Task prompt> Could you restate the data below word for word, without its pictures?

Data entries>
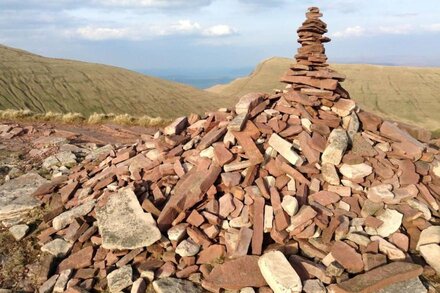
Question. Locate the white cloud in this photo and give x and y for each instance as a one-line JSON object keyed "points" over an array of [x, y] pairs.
{"points": [[142, 32], [434, 27], [129, 4], [103, 33], [401, 29], [354, 31], [220, 30]]}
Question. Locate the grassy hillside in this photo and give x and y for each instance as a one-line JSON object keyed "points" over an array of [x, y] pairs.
{"points": [[408, 94], [40, 84]]}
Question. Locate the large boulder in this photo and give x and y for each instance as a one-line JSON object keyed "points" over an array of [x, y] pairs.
{"points": [[123, 224]]}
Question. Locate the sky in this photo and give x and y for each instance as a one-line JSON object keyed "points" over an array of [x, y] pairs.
{"points": [[198, 35]]}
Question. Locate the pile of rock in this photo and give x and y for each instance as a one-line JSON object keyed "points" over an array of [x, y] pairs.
{"points": [[8, 131], [298, 190]]}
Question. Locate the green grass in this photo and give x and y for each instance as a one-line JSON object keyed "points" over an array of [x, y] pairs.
{"points": [[407, 94], [42, 85], [77, 118]]}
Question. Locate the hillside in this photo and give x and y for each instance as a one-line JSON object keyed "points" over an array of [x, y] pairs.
{"points": [[407, 94], [40, 84]]}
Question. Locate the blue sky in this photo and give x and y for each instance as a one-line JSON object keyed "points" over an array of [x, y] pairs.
{"points": [[206, 34]]}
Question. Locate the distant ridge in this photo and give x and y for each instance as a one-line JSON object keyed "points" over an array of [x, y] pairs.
{"points": [[407, 94], [40, 84]]}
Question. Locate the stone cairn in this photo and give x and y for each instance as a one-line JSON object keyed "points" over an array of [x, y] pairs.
{"points": [[298, 190]]}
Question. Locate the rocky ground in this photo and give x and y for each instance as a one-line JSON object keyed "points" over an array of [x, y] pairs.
{"points": [[36, 153], [295, 191]]}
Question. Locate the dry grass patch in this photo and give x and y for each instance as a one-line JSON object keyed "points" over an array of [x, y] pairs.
{"points": [[78, 118]]}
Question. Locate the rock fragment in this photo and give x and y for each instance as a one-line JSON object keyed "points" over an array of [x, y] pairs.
{"points": [[123, 224], [278, 273]]}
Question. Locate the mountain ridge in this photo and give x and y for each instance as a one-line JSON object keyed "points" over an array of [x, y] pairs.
{"points": [[406, 94], [42, 84]]}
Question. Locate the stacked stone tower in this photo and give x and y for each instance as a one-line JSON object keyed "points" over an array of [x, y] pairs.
{"points": [[311, 75]]}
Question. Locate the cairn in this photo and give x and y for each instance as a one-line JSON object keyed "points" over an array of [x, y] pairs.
{"points": [[311, 76]]}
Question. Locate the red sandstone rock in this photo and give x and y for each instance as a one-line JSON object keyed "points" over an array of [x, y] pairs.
{"points": [[238, 273], [379, 278]]}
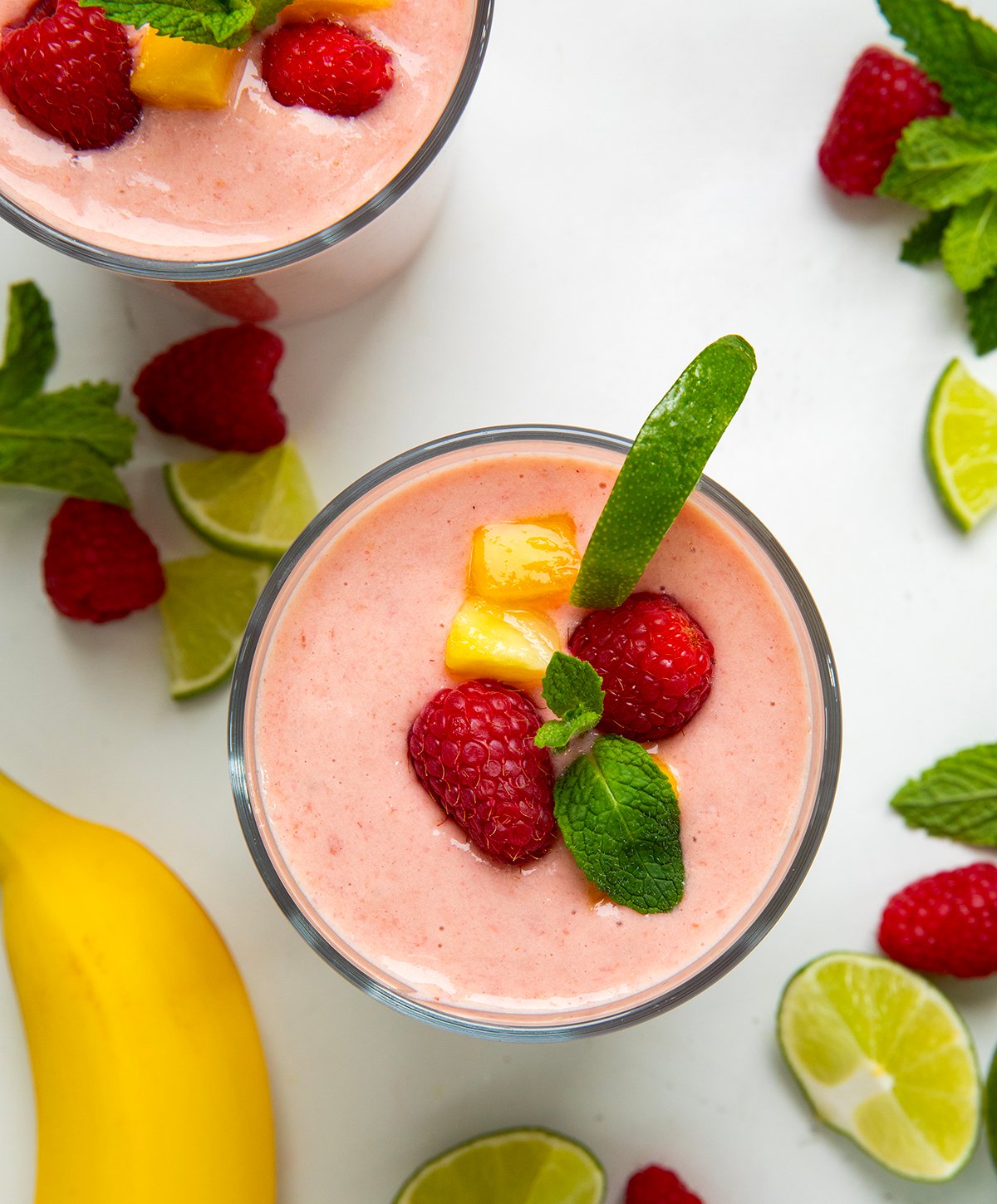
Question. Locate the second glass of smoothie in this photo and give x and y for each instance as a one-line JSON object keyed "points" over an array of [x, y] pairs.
{"points": [[345, 648]]}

Response box>
Question. Locate the white cloud in this photo and give x and y for each instance as a one-line JSON object keyed "points" over an array of [x, y] pairs.
{"points": [[142, 32], [434, 27], [129, 4], [103, 33], [401, 29], [354, 31], [220, 30]]}
Question. Locate the grassy hillside in this photo and give x and y for each instance as a one-line JSON object keyed "points" over an array of [x, y] pairs.
{"points": [[408, 94], [40, 84]]}
Question. Locate the large boulder in this photo and give x and y for each instance as a one-line JSON object keyed "points" over an array of [x, y] pairs.
{"points": [[123, 224]]}
Question. Locate the sky in this photo and give x and y for each instance as a one-line JSON object keyed "points" over an array of [x, y] pairs.
{"points": [[198, 35]]}
Question. Locate the pile of rock in this photo and give x and y for each instance as a one-line JSON object keyed "points" over an array of [x, y] pairs.
{"points": [[8, 131], [298, 190]]}
Question. Locate the green grass in this photo and give x and y for each instance as a one-line JSON object keyed "points" over an array of [x, y] pairs.
{"points": [[407, 94], [42, 85], [77, 118]]}
Question. Locate the hillside in this photo and give x and y for each instance as a one-line JSON object keyed "points" over an array of [x, y] pairs.
{"points": [[407, 94], [40, 84]]}
Question. Locate the blue sky in this photo and give x and y for each instance as a one-line JSON object keyed "points" over an array of [x, y] pairs.
{"points": [[206, 34]]}
Question. Locate the distant ridge in this photo and give x and y for each instance as a one-line JSON object keyed "points" over an array of [x, y] pairs.
{"points": [[407, 94], [40, 84]]}
Question. Locate the stone cairn in this photo and give x and y for each instance as a one-line JSON object keyed "points" over an array of [x, y] pairs.
{"points": [[298, 190]]}
Question. Locate the rocky ground in this photo and give x and y for each instance as a one-line JSON object keyed "points" over an array of [x, y] pairs.
{"points": [[36, 153], [295, 191]]}
Question. Locate the dry grass patch in this photo and give x and y for each instance as a one-line JSON object keyed "points" over an array of [x, y] pairs.
{"points": [[78, 118]]}
Question. Locate the rock fragment in this photo and give x and y for each instance as a one-line JSON object keyed "points" over an array of [x, y] pairs.
{"points": [[123, 224], [278, 273]]}
Question. Locate the mountain ridge in this photo and give x and y for each instance as a one-line JSON object keyed "points" over an array of [x, y] pairs.
{"points": [[406, 94], [42, 84]]}
Question. Locate the stacked stone tower in this photo and give x and y for each instance as a one-line JSON object keyed "points" over an array of [x, y] pairs.
{"points": [[311, 75]]}
Question. Locate the cairn in this photo and give x and y for each instance as a one-line JSON object keyed "points" over an array of [x, y] pairs.
{"points": [[311, 76]]}
Question. Locate the red sandstone rock in this photo and give x and y for each instance as a one-line JSON object keyed "points" over an array of [x, y] pairs.
{"points": [[238, 273], [379, 278]]}
Question. Locate the second glass of smoothie in this photo and give x and y for each instance as a one-line JSON object keyed "points" over an array of [x, y] pairs.
{"points": [[345, 648]]}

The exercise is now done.